### Exercise input
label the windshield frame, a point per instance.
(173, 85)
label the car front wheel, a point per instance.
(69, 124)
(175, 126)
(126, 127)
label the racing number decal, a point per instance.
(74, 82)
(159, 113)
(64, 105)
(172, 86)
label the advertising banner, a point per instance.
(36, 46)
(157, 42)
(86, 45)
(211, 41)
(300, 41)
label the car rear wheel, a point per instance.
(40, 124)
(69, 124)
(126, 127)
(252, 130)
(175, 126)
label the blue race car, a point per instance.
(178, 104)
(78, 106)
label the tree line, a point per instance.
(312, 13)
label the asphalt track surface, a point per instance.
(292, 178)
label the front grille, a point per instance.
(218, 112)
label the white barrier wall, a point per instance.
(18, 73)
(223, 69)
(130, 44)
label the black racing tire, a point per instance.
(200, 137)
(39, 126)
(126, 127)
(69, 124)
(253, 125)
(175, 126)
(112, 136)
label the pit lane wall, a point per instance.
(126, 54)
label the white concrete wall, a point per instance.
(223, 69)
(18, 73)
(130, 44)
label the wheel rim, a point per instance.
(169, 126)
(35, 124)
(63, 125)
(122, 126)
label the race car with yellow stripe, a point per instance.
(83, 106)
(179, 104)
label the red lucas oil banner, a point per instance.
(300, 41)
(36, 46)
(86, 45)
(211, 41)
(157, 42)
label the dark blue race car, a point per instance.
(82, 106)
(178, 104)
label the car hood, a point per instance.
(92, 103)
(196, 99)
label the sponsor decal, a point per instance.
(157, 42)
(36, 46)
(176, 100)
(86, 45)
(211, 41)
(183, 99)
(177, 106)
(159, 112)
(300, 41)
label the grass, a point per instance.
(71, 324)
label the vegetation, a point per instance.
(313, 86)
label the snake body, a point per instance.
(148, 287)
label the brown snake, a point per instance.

### Instructions for the task
All entries should be transcribed verbatim.

### Problem solution
label the windshield frame, a point per instance.
(173, 85)
label the car front wheel, a point per instance.
(69, 124)
(175, 126)
(126, 127)
label the racing number decal, a point per instance.
(74, 82)
(159, 113)
(64, 105)
(172, 86)
label the advertising banner, a point per instance.
(36, 46)
(157, 42)
(86, 45)
(211, 41)
(300, 41)
label the car rear wheel, a point per instance.
(40, 124)
(69, 124)
(126, 127)
(252, 130)
(175, 126)
label the blue race car, a point per instance.
(178, 104)
(78, 106)
label the tree line, a point per instance.
(312, 13)
label the asphalt track surface, a point per instance.
(292, 178)
label the front grille, a point per instance.
(218, 112)
label the white barrier wall, a point per instance.
(18, 73)
(223, 69)
(130, 44)
label the black racing tire, a point per instance.
(200, 137)
(39, 126)
(126, 127)
(69, 124)
(253, 125)
(175, 126)
(112, 136)
label the pit lane wall, a point per instance.
(126, 54)
label the white concrete wall, a point per instance.
(223, 69)
(18, 73)
(130, 44)
label the wheel rim, a point per instance.
(169, 126)
(35, 124)
(63, 125)
(122, 126)
label the race car with yellow stripe, a point per instance.
(83, 106)
(179, 104)
label the red lucas oil banner, a point per instance.
(300, 41)
(36, 46)
(86, 45)
(211, 41)
(157, 42)
label the dark blue race car, a point per instance.
(82, 106)
(178, 104)
label the car hood, a point per instance.
(92, 103)
(196, 99)
label the sponsor decal, a point per instance.
(157, 42)
(36, 46)
(176, 100)
(86, 45)
(211, 41)
(183, 99)
(177, 106)
(159, 112)
(300, 41)
label the grass, a point per instance.
(71, 324)
label the vegetation, a point per instance.
(313, 86)
label the snake body, a point per instance.
(148, 287)
label the brown snake, a point per instance.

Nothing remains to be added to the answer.